Re: Unresolved repliaction hang and stop problem. - Mailing list pgsql-hackers

From Lukasz Biegaj
Subject Re: Unresolved repliaction hang and stop problem.
Date
Msg-id 224ac459-9ea9-32ab-8b5e-18fb885267e3@unitygroup.com
Whole thread Raw
In response to Re: Unresolved repliaction hang and stop problem.  (Alvaro Herrera <alvherre@alvh.no-ip.org>)
Responses Re: Unresolved repliaction hang and stop problem.
List pgsql-hackers
Hey, thanks for reaching out and sorry for the late reply - we had few 
days of national holidays.

On 29.04.2021 15:55, Alvaro Herrera wrote:
> https://www.postgresql.org/message-id/flat/CANDwggKYveEtXjXjqHA6RL3AKSHMsQyfRY6bK%2BNqhAWJyw8psQ%40mail.gmail.com
> https://www.postgresql.org/message-id/flat/8bf8785c-f47d-245c-b6af-80dc1eed40db%40unitygroup.com
> 
> Krzysztof said "after upgrading to pg13 we started having problems",
> which implicitly indicates that the same thing worked well in pg10 ---
> but if the problem has been correctly identified, then this wouldn't
> have worked in pg10 either.  So something in the story doesn't quite
> match up.  Maybe it's not the same problem after all, or maybe they
> weren't doing X in pg10 which they are attempting in pg13.

■ **Information shown**:
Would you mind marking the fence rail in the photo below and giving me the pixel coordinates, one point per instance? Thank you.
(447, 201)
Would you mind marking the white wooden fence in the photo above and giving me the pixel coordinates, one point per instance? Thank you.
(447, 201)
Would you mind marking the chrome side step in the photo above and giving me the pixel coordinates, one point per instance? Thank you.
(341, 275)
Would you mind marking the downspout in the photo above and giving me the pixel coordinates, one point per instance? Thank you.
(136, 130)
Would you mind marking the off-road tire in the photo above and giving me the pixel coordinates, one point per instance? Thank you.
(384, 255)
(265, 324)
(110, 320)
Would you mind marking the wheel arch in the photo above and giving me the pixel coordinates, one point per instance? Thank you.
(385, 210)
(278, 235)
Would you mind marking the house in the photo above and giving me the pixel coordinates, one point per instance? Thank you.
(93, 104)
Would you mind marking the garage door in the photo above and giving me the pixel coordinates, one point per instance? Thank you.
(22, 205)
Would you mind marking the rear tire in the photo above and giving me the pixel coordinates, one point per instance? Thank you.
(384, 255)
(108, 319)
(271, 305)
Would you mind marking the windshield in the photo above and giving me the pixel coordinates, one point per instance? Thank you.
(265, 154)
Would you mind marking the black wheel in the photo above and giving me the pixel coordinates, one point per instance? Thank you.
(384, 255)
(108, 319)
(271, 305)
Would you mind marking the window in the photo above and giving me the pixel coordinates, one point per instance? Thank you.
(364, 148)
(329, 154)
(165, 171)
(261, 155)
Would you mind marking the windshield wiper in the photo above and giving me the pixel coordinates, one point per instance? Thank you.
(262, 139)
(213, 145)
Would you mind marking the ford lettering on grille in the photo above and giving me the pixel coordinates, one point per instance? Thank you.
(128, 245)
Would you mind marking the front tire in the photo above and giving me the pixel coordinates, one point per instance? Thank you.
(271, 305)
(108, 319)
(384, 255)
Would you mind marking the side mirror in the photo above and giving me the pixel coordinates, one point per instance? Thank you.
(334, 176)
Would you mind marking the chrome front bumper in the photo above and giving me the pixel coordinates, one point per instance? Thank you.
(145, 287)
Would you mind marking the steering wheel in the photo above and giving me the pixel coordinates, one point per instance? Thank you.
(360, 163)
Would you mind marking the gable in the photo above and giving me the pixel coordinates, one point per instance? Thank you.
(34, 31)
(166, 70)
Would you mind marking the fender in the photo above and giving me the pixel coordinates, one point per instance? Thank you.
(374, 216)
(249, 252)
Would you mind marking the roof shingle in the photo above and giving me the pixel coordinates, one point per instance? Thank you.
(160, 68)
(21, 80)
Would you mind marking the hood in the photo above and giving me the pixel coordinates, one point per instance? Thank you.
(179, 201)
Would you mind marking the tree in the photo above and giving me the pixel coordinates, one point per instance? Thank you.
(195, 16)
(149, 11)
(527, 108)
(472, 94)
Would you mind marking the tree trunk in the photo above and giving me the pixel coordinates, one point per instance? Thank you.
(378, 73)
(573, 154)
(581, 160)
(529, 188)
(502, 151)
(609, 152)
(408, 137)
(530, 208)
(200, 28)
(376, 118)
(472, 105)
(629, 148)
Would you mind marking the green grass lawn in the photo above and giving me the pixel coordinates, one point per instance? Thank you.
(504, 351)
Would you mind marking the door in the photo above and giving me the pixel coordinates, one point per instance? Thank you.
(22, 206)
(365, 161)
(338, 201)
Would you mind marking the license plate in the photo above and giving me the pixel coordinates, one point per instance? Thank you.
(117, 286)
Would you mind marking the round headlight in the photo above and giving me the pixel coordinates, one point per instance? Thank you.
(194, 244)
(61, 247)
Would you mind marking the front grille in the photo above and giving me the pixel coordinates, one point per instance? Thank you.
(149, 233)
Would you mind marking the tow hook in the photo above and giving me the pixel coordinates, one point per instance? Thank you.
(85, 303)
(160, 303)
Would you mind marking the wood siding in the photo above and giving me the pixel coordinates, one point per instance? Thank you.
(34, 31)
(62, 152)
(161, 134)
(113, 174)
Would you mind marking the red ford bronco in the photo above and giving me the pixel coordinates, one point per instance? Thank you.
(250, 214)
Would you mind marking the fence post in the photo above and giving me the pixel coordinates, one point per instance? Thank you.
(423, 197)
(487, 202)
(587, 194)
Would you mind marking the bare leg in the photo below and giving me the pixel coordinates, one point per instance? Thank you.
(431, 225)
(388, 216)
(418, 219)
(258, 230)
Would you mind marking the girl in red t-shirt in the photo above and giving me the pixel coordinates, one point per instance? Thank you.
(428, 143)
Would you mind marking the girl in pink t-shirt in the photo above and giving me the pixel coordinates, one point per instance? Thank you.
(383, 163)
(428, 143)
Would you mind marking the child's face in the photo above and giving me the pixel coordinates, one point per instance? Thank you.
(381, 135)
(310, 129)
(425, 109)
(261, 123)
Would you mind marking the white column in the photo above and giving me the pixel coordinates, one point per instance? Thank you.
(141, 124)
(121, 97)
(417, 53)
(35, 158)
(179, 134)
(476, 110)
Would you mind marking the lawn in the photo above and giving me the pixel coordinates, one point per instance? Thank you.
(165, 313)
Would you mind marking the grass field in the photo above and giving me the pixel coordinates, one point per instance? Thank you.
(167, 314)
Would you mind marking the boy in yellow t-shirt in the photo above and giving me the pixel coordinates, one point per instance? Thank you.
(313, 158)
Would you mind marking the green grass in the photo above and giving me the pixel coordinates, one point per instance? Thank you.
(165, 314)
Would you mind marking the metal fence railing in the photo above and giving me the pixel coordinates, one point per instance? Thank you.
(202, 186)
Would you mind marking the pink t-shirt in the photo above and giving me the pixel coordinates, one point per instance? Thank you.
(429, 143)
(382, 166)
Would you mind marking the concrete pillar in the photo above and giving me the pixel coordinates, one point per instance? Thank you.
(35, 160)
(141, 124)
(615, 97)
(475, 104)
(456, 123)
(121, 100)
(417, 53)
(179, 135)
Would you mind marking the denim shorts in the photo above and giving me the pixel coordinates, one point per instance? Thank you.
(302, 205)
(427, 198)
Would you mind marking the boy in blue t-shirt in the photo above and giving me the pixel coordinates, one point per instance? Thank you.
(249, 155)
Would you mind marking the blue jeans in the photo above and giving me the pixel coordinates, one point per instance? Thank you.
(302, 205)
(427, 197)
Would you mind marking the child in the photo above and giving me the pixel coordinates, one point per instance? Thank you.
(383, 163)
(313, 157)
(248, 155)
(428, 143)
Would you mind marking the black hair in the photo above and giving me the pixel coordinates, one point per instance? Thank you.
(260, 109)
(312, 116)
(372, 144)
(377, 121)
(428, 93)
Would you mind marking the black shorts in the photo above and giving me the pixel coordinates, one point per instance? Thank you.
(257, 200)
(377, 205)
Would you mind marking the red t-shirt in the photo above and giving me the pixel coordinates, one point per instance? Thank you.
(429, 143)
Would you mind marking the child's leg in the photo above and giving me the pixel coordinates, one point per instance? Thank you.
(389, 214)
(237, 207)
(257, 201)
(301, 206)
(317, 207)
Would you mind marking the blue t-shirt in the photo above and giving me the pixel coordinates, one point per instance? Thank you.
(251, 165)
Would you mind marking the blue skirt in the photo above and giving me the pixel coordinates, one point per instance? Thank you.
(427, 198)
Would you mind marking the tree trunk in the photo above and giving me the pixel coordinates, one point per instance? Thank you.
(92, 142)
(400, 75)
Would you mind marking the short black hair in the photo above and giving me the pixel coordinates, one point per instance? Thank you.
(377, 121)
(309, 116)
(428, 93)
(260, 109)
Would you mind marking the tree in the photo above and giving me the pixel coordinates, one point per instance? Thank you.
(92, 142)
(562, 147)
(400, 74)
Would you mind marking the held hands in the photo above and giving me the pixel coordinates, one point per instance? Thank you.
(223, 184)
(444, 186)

■ **To do**:
From the mailing list reply above about the replication hang, pull out word for word the part that opens with the words containing "From Lukasz Biegaj" and closes with "Responses Re: Unresolved repliaction hang and stop problem.".

■ **Written solution**:
From Lukasz Biegaj
Subject Re: Unresolved repliaction hang and stop problem.
Date
Msg-id 224ac459-9ea9-32ab-8b5e-18fb885267e3@unitygroup.com
Whole thread Raw
In response to Re: Unresolved repliaction hang and stop problem.  (Alvaro Herrera <alvherre@alvh.no-ip.org>)
Responses Re: Unresolved repliaction hang and stop problem.